- _DOCUMENT SECTION_:

================================

For some of these mammals, the route of infection is pretty obvious. Scavengers that feast on infected bird carcasses could easily pick up the virus. But usually, it’s of fleeting concern to us. But when H5N1 tore through a mink farm in northwestern Spain or started spreading among cows, we couldn’t leave things ignored — since the infection occurred in a mammal that has upper-respiratory tracts similar to humans; or one that we are largely co-dependent upon.

Moving across species allows the virus to mutate and evolve, possibly gaining the ability to infect more species. There is no way to accurately predict if the virus will acquire the capacity to spread between people, or when and under what conditions it would make the fateful leap if it does.

Digitally-colorized transmission electron microscopic image of Avian Influenza A H5N1 virus particles (seen in gold).

Digitally-colorized transmission electron microscopic image of Avian Influenza A H5N1 virus particles (seen in gold), grown in Madin-Darby Canine Kidney (MDCK) epithelial cells (seen in green). Source: Public Health Image Library

THERE ARE TWO WAYS that influenza changes. One is the genomic errors and changes that occur when a virus replicates inside the host. The other is a process called reassortment, which is when two or more viruses “exchange” whole sections of their genomes. By this logic, the more mammalian species get infected, the more opportunities the virus has to evolve into a strain capable of a human pandemic.

================================

- _WORK REQUEST 1_:
Reproduce word for word part of the passage on H5N1 in mammals: begin at the words "THERE ARE TWO" and stop after "a human pandemic.".
- _WORK REQUEST 2_:
Answer from the passage on H5N1 in mammals:
(a) In what part of Spain was the mink farm that H5N1 tore through?
(b) What source is credited for the microscopic image?
(c) What are the two ways that influenza changes?
- _WORK REQUEST 3_:
Write what comes next in the passage on H5N1 in mammals, picking up after its final sentence.
The entries after this passage on H5N1 in mammals have nothing to do with it.

================================

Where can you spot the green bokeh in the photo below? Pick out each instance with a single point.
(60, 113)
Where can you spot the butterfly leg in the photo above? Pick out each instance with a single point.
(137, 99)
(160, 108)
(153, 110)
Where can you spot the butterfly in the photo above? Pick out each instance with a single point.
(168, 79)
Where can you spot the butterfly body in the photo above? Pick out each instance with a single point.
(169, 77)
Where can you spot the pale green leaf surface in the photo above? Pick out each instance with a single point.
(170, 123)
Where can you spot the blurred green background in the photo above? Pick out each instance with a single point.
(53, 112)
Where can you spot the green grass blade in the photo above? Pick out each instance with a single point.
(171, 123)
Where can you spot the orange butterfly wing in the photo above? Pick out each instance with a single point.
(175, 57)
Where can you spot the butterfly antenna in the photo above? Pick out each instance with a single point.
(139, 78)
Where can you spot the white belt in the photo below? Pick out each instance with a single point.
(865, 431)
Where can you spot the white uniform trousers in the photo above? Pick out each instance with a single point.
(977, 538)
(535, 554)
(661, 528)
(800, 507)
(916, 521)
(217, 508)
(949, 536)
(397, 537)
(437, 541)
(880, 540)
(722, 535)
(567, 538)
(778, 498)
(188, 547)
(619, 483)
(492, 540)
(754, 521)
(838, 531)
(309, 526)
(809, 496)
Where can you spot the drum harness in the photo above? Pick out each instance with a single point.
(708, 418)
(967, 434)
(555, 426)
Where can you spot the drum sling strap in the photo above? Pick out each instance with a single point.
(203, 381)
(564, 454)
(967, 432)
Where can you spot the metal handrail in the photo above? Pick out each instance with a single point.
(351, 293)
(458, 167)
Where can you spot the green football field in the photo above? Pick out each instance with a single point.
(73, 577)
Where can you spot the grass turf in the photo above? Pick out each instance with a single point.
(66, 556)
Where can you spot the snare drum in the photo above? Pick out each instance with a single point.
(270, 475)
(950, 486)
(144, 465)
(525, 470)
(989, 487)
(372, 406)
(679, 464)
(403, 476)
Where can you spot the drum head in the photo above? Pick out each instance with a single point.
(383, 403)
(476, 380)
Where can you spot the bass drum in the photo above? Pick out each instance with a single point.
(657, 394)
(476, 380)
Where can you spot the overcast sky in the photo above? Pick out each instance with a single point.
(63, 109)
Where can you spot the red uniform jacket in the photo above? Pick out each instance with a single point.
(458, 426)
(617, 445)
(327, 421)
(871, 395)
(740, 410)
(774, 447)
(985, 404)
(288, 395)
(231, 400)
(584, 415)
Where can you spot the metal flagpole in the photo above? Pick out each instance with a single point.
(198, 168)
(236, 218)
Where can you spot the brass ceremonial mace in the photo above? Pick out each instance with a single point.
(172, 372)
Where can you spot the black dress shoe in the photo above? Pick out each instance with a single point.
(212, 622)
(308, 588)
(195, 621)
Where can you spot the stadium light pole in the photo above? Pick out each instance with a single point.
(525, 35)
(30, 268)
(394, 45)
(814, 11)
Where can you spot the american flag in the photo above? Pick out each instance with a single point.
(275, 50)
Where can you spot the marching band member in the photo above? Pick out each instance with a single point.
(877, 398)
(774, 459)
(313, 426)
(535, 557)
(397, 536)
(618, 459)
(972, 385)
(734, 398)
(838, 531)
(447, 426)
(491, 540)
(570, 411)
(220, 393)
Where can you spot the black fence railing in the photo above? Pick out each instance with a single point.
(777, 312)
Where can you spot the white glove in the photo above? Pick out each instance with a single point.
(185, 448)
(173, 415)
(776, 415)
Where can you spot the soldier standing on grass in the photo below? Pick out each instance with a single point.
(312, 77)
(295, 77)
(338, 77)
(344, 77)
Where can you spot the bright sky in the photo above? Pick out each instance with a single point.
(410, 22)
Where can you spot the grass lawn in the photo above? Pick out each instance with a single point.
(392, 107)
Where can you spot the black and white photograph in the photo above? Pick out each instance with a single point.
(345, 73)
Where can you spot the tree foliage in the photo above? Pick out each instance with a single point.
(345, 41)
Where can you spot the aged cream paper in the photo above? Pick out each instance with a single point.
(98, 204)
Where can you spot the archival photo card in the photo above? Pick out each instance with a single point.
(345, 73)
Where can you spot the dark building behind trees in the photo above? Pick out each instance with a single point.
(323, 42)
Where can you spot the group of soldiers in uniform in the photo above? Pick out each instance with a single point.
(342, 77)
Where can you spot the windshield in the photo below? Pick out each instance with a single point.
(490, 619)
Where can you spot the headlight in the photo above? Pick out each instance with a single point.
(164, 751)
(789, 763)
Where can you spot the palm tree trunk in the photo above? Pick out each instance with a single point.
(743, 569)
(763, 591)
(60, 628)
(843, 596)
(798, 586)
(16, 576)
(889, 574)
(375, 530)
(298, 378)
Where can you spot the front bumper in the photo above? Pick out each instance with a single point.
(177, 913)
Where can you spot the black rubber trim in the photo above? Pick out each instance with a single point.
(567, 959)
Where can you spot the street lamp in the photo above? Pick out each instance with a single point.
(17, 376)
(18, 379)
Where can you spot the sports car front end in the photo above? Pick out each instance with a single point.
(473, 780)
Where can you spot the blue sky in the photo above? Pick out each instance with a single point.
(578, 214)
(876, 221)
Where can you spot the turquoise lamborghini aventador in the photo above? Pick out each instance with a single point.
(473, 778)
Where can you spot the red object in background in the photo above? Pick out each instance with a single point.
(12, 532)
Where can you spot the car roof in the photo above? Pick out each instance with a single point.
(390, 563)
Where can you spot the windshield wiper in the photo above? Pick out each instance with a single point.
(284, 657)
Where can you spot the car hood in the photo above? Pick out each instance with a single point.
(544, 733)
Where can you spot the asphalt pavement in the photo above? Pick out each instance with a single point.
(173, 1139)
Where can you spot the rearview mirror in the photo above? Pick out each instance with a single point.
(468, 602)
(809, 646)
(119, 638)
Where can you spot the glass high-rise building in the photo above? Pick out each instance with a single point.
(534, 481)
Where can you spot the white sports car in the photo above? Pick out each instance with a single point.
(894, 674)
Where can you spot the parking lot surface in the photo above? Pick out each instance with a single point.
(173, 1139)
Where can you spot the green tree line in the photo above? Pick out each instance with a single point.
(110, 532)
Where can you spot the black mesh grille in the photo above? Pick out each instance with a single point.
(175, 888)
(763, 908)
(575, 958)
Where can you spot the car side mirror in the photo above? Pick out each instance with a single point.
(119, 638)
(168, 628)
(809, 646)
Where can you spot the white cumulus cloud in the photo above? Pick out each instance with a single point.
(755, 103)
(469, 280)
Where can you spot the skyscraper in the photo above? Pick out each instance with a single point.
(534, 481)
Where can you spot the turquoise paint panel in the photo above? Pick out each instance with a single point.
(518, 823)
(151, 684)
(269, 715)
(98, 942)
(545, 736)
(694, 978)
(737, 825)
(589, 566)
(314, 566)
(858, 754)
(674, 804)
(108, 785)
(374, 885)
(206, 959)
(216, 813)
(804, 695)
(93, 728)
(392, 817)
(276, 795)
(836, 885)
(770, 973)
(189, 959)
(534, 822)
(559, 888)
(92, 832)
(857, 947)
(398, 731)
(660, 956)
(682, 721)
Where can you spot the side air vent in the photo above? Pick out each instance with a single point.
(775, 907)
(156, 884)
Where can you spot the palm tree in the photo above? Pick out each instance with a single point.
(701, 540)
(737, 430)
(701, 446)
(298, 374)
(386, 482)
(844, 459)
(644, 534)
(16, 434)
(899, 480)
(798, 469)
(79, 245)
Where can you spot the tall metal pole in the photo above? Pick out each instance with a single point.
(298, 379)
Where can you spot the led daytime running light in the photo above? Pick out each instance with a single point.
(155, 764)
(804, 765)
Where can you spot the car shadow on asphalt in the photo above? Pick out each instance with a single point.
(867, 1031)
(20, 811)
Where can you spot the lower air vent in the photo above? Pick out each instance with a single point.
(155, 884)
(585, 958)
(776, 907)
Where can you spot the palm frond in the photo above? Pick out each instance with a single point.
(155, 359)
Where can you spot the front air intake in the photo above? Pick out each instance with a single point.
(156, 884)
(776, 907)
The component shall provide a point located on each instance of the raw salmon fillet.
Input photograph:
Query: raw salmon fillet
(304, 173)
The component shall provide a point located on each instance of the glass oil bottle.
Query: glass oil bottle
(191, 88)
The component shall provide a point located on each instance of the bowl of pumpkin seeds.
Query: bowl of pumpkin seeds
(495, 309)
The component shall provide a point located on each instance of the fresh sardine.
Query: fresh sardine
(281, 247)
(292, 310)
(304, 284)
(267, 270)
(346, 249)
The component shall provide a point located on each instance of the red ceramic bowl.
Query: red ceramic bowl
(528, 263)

================================

- _EXPECTED OUTPUT 1_:
THERE ARE TWO WAYS that influenza changes. One is the genomic errors and changes that occur when a virus replicates inside the host. The other is a process called reassortment, which is when two or more viruses “exchange” whole sections of their genomes. By this logic, the more mammalian species get infected, the more opportunities the virus has to evolve into a strain capable of a human pandemic.

- _EXPECTED OUTPUT 2_:
(a) Northwestern Spain.
(b) The Public Health Image Library.
(c) Genomic errors and changes that occur when a virus replicates inside the host, and reassortment, when two or more viruses exchange whole sections of their genomes.

- _EXPECTED OUTPUT 3_:
Since a person acquired the virus from infected dairy cattle, the relative human risk is probably as high as it’s even been. Occasional spillover from birds to mammals is one thing, but transmission among mammals — especially those whose respiratory tracts closely resemble those of humans — is another.

What experts are paying particular attention to are pigs, often referred to as “mixing bowls” for flu species. Pigs can be infected with both avian and human versions of flu viruses. If pigs become co-infected with various types of flu, viruses gain the opportunity for reassortment, forming hybrids that can then spread from pigs to people. The 2009 H1N1 flu pandemic — which caused about 284,000 excess deaths worldwide — was caused by such a virus that jumped from pigs to people.

But we’re more prepared for an influenza pandemic.

At the first sign of H5N1 — or any other flu virus, for that matter — spreading among people would trigger a chained response of vaccine production and deployment to mitigate the damage of a potential pandemic.

The good news: The world makes a lot of flu vaccines, and has been doing so for decades. The U.S. even has some H5 vaccine in a stockpile that it believes would offer protection against the version of the H5N1 virus infecting dairy cattle.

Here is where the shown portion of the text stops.